--- Supplied text ---
——

Member of the Provincial-executive of North Brabant
- Incumbent
- Assumed office 15 May 2020

Personal details
- Born: 6 November 1967 (age 57) Boxmeer, Netherlands
- Political party: Christian Democratic Appeal

= Erik Ronnes =

Dutch politician

Erik Ronnes (born 6 November 1967) is a Dutch politician. He was member of the House of Representatives of the Netherlands for the Christian Democratic Appeal between 20 May 2015 and 20 May 2020. Since 15 May 2020 he has been member of the Provincial-executive of North Brabant.

==Career==
Ronnes was born on 6 November 1967 in Boxmeer, but grew up in Vortum-Mullem. His father served as alderman in Vierlingsbeek and as member of the States of North Brabant. Ronnes worked in different capacities for Xerox between 1995 and 2010.

Ronnes was member of the municipal council of Boxmeer for the Christian Democratic Appeal between 1 January 1998 and 8 April 2010, serving as group leader between 2002 and 2010. After the 2010 municipal elections he became alderman. After the next municipal elections in 2014 he stayed on as alderman but received a different portfolio and was also named deputy mayor.

In the Parliamentary elections of 2012 Ronnes occupied number fourteen on the Christian Democratic Appeal party list and the party managed to obtain thirteen seats. Ronnes was thus not elected.

On 20 May 2015 he joined the House of Representatives of the Netherlands when he replaced Sander de Rouwe. On 15 May 2020 he became member of the Provincial-executive of North Brabant. He formally left the House of Representatives on 20 May 2020 and was replaced by Julius Terpstra.

Ronnes was made member of the Order of Orange-Nassau on 20 May 2010.

——

--- Work instruction 1 ---
Reproduce the Erik Ronnes biography word for word from "In the Parliamentary" to "20 May 2010.".
--- Work instruction 2 ---
Summarize the Erik Ronnes biography in two sentences.

——

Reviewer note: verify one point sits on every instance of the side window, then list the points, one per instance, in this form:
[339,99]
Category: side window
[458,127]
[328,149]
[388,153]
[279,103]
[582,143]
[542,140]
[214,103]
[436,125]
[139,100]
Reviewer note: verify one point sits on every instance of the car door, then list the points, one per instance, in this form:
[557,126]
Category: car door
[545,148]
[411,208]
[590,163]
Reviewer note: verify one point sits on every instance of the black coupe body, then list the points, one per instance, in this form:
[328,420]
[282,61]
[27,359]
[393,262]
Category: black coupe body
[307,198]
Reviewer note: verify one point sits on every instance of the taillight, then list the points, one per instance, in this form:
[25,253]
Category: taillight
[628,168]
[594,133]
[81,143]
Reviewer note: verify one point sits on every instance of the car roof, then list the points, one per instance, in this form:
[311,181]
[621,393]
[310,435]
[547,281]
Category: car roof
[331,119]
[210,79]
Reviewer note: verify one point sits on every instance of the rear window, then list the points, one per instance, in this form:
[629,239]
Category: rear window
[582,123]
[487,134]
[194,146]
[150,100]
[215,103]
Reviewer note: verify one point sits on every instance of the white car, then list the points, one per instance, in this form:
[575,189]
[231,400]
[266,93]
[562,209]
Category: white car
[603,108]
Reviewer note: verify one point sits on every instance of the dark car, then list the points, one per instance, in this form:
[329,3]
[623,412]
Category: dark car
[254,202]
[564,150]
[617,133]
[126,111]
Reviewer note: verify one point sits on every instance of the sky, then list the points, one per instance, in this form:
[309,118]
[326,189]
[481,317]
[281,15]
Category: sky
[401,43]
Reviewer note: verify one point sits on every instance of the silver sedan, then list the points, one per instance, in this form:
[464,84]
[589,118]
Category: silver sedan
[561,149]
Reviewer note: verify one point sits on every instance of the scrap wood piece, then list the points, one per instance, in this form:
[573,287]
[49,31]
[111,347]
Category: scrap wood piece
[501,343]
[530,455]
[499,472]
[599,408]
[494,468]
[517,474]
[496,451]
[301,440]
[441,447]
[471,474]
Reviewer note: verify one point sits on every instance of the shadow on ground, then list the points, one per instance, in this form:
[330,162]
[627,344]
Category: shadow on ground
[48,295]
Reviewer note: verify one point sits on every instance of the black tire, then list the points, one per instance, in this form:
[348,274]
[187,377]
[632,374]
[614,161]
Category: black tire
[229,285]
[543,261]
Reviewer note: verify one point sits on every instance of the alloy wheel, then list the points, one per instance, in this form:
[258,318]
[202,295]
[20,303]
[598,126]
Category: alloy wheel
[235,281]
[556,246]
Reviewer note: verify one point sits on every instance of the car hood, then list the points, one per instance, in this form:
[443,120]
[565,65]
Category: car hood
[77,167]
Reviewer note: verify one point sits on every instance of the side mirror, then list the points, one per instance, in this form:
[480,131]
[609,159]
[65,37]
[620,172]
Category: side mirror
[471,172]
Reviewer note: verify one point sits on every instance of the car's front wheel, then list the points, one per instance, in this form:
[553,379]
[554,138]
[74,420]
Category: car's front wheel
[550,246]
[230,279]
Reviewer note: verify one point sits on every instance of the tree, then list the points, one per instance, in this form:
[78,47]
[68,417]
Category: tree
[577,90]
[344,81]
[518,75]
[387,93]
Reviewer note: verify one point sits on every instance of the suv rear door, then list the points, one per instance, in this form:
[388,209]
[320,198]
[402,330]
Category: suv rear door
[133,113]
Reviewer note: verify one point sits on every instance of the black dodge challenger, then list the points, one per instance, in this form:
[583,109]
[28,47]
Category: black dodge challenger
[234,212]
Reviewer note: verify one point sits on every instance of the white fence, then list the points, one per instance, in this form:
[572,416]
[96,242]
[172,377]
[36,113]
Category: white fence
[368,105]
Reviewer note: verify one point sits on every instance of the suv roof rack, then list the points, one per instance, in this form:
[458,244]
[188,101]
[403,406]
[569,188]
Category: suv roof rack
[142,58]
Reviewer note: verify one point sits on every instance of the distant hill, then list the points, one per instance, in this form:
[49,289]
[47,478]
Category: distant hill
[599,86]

——

--- Answer space 1 ---
In the Parliamentary elections of 2012 Ronnes occupied number fourteen on the Christian Democratic Appeal party list and the party managed to obtain thirteen seats. Ronnes was thus not elected.

On 20 May 2015 he joined the House of Representatives of the Netherlands when he replaced Sander de Rouwe. On 15 May 2020 he became member of the Provincial-executive of North Brabant. He formally left the House of Representatives on 20 May 2020 and was replaced by Julius Terpstra.

Ronnes was made member of the Order of Orange-Nassau on 20 May 2010.

--- Answer space 2 ---
Erik Ronnes, born 6 November 1967 in Boxmeer, is a Dutch politician of the Christian Democratic Appeal who sat on the Boxmeer municipal council and later became alderman. He was a member of the House of Representatives from 20 May 2015 to 20 May 2020 and has been a member of the Provincial-executive of North Brabant since 15 May 2020.